═════ Dataset ═════
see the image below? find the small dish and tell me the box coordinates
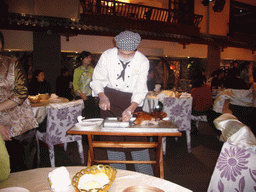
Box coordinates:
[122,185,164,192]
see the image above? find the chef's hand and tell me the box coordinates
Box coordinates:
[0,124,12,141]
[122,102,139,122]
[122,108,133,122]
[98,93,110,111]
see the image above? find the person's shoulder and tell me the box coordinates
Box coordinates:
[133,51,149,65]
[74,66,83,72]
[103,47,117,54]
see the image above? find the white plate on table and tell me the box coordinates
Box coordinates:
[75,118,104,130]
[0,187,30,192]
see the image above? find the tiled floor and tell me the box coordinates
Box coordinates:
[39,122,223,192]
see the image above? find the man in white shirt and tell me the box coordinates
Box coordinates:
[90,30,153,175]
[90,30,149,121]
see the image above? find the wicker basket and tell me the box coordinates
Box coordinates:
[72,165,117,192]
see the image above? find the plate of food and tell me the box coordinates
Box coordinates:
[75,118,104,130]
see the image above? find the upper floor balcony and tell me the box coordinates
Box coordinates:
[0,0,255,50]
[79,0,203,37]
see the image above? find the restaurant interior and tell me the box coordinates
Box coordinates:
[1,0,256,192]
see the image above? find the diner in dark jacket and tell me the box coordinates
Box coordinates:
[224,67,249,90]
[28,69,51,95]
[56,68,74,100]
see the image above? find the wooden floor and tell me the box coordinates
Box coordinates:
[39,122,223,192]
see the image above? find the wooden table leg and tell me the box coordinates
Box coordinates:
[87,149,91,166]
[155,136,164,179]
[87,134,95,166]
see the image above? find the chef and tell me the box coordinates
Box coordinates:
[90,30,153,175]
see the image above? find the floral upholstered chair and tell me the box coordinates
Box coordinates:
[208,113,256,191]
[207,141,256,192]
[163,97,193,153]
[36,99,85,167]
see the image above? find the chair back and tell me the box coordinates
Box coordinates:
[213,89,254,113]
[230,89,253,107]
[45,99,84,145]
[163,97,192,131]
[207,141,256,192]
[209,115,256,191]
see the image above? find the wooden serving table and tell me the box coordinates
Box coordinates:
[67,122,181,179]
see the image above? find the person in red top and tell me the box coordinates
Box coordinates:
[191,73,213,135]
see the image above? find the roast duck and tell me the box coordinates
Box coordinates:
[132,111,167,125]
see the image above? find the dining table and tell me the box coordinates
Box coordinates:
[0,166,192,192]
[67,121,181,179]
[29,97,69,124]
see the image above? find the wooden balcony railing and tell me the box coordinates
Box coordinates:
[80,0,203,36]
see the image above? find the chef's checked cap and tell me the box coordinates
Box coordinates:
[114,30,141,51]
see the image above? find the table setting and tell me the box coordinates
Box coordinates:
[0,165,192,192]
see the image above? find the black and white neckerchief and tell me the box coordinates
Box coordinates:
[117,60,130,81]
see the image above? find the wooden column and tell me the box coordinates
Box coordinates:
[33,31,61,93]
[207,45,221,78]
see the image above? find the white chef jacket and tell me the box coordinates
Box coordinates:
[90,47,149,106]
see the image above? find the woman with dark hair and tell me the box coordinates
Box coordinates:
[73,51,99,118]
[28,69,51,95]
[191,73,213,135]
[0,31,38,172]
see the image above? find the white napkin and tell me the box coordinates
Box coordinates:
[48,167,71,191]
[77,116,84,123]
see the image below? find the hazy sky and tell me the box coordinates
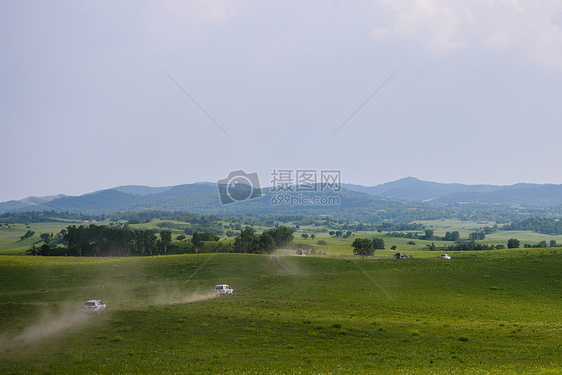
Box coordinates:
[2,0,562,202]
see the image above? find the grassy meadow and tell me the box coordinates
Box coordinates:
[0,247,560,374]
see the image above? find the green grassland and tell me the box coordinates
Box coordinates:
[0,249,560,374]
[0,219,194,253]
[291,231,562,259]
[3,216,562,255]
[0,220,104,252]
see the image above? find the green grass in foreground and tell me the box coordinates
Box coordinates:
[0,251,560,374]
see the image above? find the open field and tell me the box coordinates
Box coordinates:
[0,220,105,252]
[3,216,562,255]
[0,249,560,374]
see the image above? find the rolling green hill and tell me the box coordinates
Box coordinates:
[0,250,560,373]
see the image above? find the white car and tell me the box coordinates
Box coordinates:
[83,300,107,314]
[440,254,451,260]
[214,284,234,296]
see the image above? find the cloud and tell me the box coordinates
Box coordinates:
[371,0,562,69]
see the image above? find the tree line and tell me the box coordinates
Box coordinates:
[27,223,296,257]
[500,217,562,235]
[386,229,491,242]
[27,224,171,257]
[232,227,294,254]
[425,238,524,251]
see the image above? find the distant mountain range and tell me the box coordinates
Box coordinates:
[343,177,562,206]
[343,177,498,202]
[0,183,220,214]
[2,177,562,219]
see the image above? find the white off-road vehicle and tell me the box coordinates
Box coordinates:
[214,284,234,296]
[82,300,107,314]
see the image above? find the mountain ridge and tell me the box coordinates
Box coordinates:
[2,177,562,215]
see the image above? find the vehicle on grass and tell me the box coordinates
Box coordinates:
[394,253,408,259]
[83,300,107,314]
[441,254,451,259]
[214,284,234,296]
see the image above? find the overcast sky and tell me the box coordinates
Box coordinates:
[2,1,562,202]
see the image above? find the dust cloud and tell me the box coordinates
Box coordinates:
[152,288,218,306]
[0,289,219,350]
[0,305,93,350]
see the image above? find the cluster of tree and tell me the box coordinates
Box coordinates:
═════
▶ Task: From the data above, work out how many lines hold "wooden". Answer with the number alone.

▶ Expected answer: 5